▶ Written exercise: For this exercise, repeat all of the material verbatim apart from its images.

(Stored entries)

------------

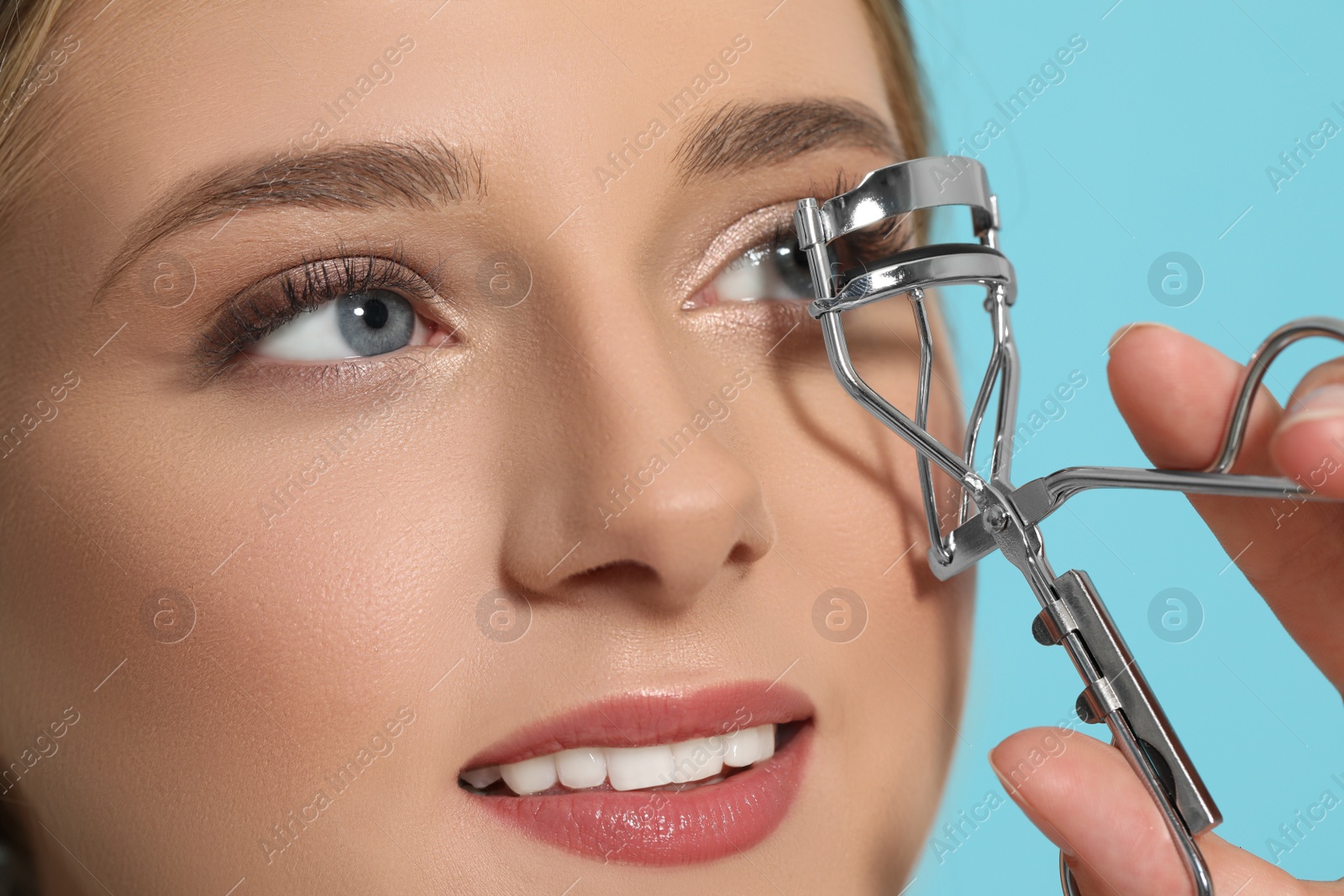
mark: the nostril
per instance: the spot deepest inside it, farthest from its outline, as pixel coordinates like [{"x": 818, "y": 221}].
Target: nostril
[{"x": 625, "y": 574}]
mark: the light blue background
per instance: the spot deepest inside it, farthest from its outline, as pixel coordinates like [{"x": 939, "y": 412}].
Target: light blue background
[{"x": 1156, "y": 141}]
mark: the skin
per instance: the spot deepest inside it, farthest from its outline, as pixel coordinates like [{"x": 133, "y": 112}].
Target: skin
[
  {"x": 1175, "y": 392},
  {"x": 316, "y": 625}
]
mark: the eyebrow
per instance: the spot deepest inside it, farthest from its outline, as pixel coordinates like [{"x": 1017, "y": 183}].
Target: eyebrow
[
  {"x": 428, "y": 174},
  {"x": 741, "y": 136},
  {"x": 417, "y": 174}
]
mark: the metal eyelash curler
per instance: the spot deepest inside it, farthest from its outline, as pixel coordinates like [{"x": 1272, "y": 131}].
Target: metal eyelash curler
[{"x": 1005, "y": 517}]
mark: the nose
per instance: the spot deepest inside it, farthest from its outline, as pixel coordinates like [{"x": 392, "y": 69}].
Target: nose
[{"x": 632, "y": 493}]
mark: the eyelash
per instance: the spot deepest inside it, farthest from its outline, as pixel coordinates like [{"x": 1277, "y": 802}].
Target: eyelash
[{"x": 265, "y": 308}]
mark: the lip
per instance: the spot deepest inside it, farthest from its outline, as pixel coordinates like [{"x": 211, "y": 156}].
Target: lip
[{"x": 660, "y": 826}]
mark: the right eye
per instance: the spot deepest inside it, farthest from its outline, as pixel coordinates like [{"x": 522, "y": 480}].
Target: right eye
[
  {"x": 360, "y": 324},
  {"x": 777, "y": 270}
]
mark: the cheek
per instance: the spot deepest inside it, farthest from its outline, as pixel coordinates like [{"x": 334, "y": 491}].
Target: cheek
[{"x": 306, "y": 633}]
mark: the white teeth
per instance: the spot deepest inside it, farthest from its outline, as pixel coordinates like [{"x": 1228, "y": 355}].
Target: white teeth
[
  {"x": 481, "y": 778},
  {"x": 766, "y": 741},
  {"x": 582, "y": 768},
  {"x": 635, "y": 768},
  {"x": 632, "y": 768},
  {"x": 743, "y": 748},
  {"x": 696, "y": 761},
  {"x": 531, "y": 775}
]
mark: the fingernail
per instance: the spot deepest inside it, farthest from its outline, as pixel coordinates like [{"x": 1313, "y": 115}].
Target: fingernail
[
  {"x": 1027, "y": 809},
  {"x": 1324, "y": 402}
]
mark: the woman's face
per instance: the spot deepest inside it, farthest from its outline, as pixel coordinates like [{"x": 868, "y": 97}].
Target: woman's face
[{"x": 534, "y": 476}]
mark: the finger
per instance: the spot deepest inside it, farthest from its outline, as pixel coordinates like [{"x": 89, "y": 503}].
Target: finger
[
  {"x": 1176, "y": 392},
  {"x": 1086, "y": 799},
  {"x": 1308, "y": 443}
]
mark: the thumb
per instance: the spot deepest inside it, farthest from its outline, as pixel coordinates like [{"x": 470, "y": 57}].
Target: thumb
[{"x": 1088, "y": 801}]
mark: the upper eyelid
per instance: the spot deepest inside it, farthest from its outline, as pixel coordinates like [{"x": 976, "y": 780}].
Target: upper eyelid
[{"x": 245, "y": 318}]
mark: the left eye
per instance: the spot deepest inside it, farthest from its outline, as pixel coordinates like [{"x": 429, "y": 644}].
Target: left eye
[
  {"x": 371, "y": 322},
  {"x": 774, "y": 271}
]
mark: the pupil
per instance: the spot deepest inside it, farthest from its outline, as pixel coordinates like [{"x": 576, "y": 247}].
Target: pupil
[
  {"x": 375, "y": 322},
  {"x": 375, "y": 313}
]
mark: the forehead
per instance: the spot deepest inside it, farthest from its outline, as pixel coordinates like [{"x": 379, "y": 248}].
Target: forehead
[{"x": 543, "y": 92}]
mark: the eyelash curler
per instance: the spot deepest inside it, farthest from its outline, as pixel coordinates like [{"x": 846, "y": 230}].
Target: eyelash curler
[{"x": 996, "y": 516}]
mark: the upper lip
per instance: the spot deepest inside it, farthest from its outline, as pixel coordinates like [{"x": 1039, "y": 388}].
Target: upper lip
[{"x": 652, "y": 716}]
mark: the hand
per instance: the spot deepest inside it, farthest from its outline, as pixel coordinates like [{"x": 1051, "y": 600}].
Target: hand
[{"x": 1175, "y": 394}]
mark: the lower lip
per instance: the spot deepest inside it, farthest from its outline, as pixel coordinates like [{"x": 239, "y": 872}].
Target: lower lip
[{"x": 665, "y": 826}]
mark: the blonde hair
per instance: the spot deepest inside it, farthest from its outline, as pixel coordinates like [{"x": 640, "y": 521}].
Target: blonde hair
[{"x": 26, "y": 26}]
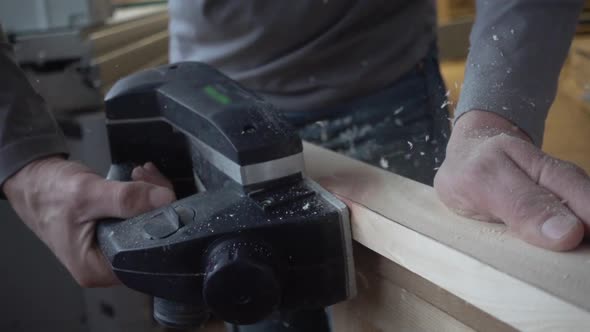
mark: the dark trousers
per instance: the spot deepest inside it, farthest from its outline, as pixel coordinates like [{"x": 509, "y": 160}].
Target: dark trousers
[{"x": 403, "y": 128}]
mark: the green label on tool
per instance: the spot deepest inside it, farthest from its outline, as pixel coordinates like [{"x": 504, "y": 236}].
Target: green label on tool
[{"x": 216, "y": 95}]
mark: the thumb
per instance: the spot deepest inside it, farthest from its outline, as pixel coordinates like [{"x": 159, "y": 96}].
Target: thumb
[{"x": 127, "y": 199}]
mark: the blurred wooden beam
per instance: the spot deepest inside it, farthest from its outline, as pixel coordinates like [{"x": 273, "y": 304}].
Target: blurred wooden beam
[{"x": 506, "y": 283}]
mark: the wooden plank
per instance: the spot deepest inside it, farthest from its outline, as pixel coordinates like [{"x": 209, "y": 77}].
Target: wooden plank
[
  {"x": 384, "y": 306},
  {"x": 369, "y": 262},
  {"x": 391, "y": 298},
  {"x": 130, "y": 58},
  {"x": 522, "y": 286},
  {"x": 109, "y": 38}
]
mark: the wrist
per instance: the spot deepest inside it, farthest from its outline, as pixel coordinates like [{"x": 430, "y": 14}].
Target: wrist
[
  {"x": 25, "y": 177},
  {"x": 478, "y": 124}
]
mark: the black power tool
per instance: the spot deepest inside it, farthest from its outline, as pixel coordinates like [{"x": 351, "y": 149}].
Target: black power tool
[{"x": 250, "y": 234}]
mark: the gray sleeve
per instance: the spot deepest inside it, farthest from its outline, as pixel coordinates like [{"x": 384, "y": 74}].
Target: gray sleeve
[
  {"x": 517, "y": 50},
  {"x": 28, "y": 131}
]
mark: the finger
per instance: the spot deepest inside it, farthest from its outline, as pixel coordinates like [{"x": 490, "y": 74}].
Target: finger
[
  {"x": 125, "y": 199},
  {"x": 566, "y": 180},
  {"x": 535, "y": 214}
]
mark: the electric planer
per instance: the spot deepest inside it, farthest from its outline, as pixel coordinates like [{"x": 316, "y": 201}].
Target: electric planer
[{"x": 250, "y": 234}]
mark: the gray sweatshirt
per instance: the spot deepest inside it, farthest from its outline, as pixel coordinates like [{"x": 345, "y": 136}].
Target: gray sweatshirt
[{"x": 305, "y": 54}]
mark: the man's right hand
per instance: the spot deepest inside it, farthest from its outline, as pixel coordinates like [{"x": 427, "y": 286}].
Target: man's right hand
[{"x": 60, "y": 201}]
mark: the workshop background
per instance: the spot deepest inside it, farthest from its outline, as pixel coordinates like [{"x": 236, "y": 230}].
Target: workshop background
[{"x": 74, "y": 50}]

------------

▶ Answer for this exercise:
mark: the nostril
per instance: the spot deepest inside it, farthest from its outline, as pixel coordinates like [{"x": 818, "y": 221}].
Target: nostril
[{"x": 625, "y": 574}]
mark: the light blue background
per instance: the spot deepest inside it, farthest from its outline, as pixel coordinates like [{"x": 939, "y": 412}].
Target: light blue background
[{"x": 1156, "y": 141}]
mark: the skin
per instance: the spot deepest inside it, farthest from its outline, as pixel coordinates like [{"x": 133, "y": 112}].
Target: skin
[
  {"x": 1175, "y": 392},
  {"x": 316, "y": 625}
]
mark: the eyebrow
per instance: the spot deepest inside it, farthest from its outline, as pixel coordinates like [{"x": 1017, "y": 183}].
Target: eyebrow
[
  {"x": 428, "y": 174},
  {"x": 741, "y": 136},
  {"x": 417, "y": 174}
]
mark: the metal eyelash curler
per instance: the spot deepest inside it, farthest from its outline, as pixel coordinates like [{"x": 1272, "y": 131}].
Target: metal eyelash curler
[{"x": 1005, "y": 517}]
mark: the nose
per instance: the spot deepest inside it, farthest from its outline, as pixel coordinates like [{"x": 392, "y": 69}].
Target: nose
[{"x": 632, "y": 493}]
mark: the eyelash
per instance: the spot deepest inside it, farthest from its outline, as pixel coordinates like [{"x": 1277, "y": 802}].
Target: eyelash
[{"x": 265, "y": 308}]
mark: the lip
per instance: the spot deepest inside it, farthest from its outline, as pixel coordinates like [{"x": 211, "y": 156}].
Target: lip
[{"x": 660, "y": 826}]
mark: the right eye
per instance: the spot deepest inside it, farthest from its outline, as pixel coordinates like [{"x": 522, "y": 480}].
Target: right eye
[
  {"x": 360, "y": 324},
  {"x": 777, "y": 270}
]
mark: the cheek
per instance: the spot deepest inside it, farthest from its outline, as pixel coordinates like [{"x": 334, "y": 491}].
Target: cheek
[{"x": 306, "y": 633}]
mark: the white teeth
per instance: the spot deepest inside it, farthest from its outline, as pixel coordinates like [{"x": 1228, "y": 355}].
Target: white teeth
[
  {"x": 481, "y": 778},
  {"x": 766, "y": 741},
  {"x": 582, "y": 768},
  {"x": 635, "y": 768},
  {"x": 632, "y": 768},
  {"x": 743, "y": 748},
  {"x": 696, "y": 761},
  {"x": 531, "y": 775}
]
mark: the fingernail
per instance: the spot deepest inside it, farthest from its outline, as pixel coordinates like [{"x": 1313, "y": 115}].
Target: fingernail
[
  {"x": 1027, "y": 809},
  {"x": 1324, "y": 402}
]
mark: the woman's face
per instance: the spot deepest inside it, farthest from its outline, as pixel coordinates like [{"x": 868, "y": 97}].
Target: woman's face
[{"x": 534, "y": 476}]
mark: the finger
per instance: the spot deepest inside it, farthest from its outline, as pixel coordinates like [{"x": 89, "y": 503}].
Target: finger
[
  {"x": 1176, "y": 392},
  {"x": 1086, "y": 799},
  {"x": 1308, "y": 443}
]
mark: the thumb
per instance: the spot deepest inside it, farthest from its outline, as pixel coordinates like [{"x": 470, "y": 57}].
Target: thumb
[{"x": 1088, "y": 801}]
mark: the upper eyelid
per instance: the spot deepest inside it, farthest from its outline, as pixel coordinates like [{"x": 976, "y": 780}].
Target: upper eyelid
[{"x": 245, "y": 318}]
mark: the left eye
per instance: the spot deepest inside it, farthest from its outline, as pixel coordinates like [{"x": 429, "y": 644}].
Target: left eye
[
  {"x": 371, "y": 322},
  {"x": 774, "y": 271}
]
mark: the pupil
per instance: the spot deepest inside it, farthest from its outline, as pixel coordinates like [{"x": 576, "y": 247}].
Target: pupil
[
  {"x": 375, "y": 322},
  {"x": 375, "y": 313}
]
mark: the forehead
per instance: the spot deepest inside it, farthest from its outline, as pixel coordinates like [{"x": 379, "y": 248}].
Target: forehead
[{"x": 543, "y": 92}]
mark: the eyelash curler
per instance: the spot deepest inside it, farthest from its outline, as pixel coordinates like [{"x": 846, "y": 230}].
Target: eyelash curler
[{"x": 996, "y": 516}]
mark: the upper lip
per instance: the spot deepest inside it, farthest from its outline, as pixel coordinates like [{"x": 1039, "y": 388}].
Target: upper lip
[{"x": 652, "y": 716}]
mark: the hand
per instance: the spot deepest inside it, farthest from its outline, as pixel coordinates like [{"x": 1051, "y": 600}].
Target: hand
[{"x": 1175, "y": 394}]
mark: the lower lip
per instance: the spot deepest inside it, farthest from its outline, as pixel coordinates like [{"x": 239, "y": 872}].
Target: lower lip
[{"x": 665, "y": 826}]
mark: the blonde hair
per instance: the spot deepest inside it, farthest from its outline, as pixel coordinates like [{"x": 640, "y": 521}].
Target: blonde hair
[{"x": 26, "y": 26}]
mark: the dark trousers
per instance: the spot deepest inside it, farthest from its outline, as pixel coordinates like [{"x": 509, "y": 160}].
Target: dark trousers
[{"x": 403, "y": 128}]
mark: the green label on tool
per instance: the spot deepest inside it, farthest from its outline, as pixel coordinates like [{"x": 504, "y": 236}].
Target: green label on tool
[{"x": 216, "y": 95}]
mark: the thumb
per instance: the spot deepest inside it, farthest from its outline, as pixel coordinates like [{"x": 159, "y": 96}].
Target: thumb
[{"x": 127, "y": 199}]
mark: the blurred wooden beam
per instance: the spot deepest inside it, farthest from its outline, as pixel coordinates like [{"x": 273, "y": 304}].
Target: blurred wooden beam
[{"x": 506, "y": 283}]
mark: the wooden plank
per instance: the spot deepest inside it, farthest from its outline, as pixel coordinates like [{"x": 209, "y": 77}].
Target: wooden plank
[
  {"x": 384, "y": 306},
  {"x": 369, "y": 262},
  {"x": 391, "y": 298},
  {"x": 130, "y": 58},
  {"x": 522, "y": 286},
  {"x": 109, "y": 38}
]
mark: the wrist
per instance: the spot deepest inside it, farthest from its outline, as pixel coordinates like [{"x": 430, "y": 14}].
Target: wrist
[
  {"x": 25, "y": 177},
  {"x": 478, "y": 124}
]
mark: the black power tool
per instance: the spot deepest inside it, farthest from its outline, as pixel coordinates like [{"x": 351, "y": 149}].
Target: black power tool
[{"x": 250, "y": 234}]
mark: the gray sleeve
per instance: the spot deepest inside it, farthest from its outline, as pixel coordinates like [{"x": 384, "y": 74}].
Target: gray sleeve
[
  {"x": 517, "y": 50},
  {"x": 28, "y": 131}
]
mark: the finger
per instance: the spot deepest inside it, farthest from its outline, as pixel coordinates like [{"x": 490, "y": 74}].
Target: finger
[
  {"x": 125, "y": 199},
  {"x": 566, "y": 180},
  {"x": 535, "y": 214}
]
mark: the electric planer
per instance: the spot deepest inside it, farthest from its outline, as pixel coordinates like [{"x": 316, "y": 201}].
Target: electric planer
[{"x": 250, "y": 234}]
mark: the gray sweatshirt
per instance: the spot deepest inside it, farthest from its outline, as pixel coordinates like [{"x": 345, "y": 136}].
Target: gray sweatshirt
[{"x": 305, "y": 54}]
mark: the man's right hand
per instance: the spot deepest inside it, farthest from its outline, as pixel coordinates like [{"x": 427, "y": 286}].
Target: man's right hand
[{"x": 60, "y": 201}]
mark: the workshop background
per instance: the spot deepest inside it, farthest from its outline, as pixel coordinates like [{"x": 236, "y": 230}].
Target: workshop background
[{"x": 74, "y": 50}]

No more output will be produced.